[What is being asked] Which lines in the material below contain the word "query"? Copy each of them.

[Task inputs]
···

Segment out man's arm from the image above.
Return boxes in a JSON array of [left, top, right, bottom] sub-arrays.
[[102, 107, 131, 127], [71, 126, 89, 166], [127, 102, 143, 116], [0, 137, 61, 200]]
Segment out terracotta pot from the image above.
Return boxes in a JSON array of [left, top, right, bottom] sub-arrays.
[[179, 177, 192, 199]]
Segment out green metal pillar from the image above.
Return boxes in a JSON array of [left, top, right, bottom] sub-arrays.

···

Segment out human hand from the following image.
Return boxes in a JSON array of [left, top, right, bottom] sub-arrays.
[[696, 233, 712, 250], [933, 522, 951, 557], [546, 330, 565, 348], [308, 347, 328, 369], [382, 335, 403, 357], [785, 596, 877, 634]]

···

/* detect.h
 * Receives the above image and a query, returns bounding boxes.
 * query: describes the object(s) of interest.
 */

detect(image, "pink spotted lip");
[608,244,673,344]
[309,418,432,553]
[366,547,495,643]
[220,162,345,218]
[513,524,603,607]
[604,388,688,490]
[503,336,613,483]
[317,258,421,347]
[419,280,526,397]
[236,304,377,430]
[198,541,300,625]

···

[Completed exercise]
 * Receives the above image and a query, returns bounding boxes.
 * query: describes the object(s) of interest.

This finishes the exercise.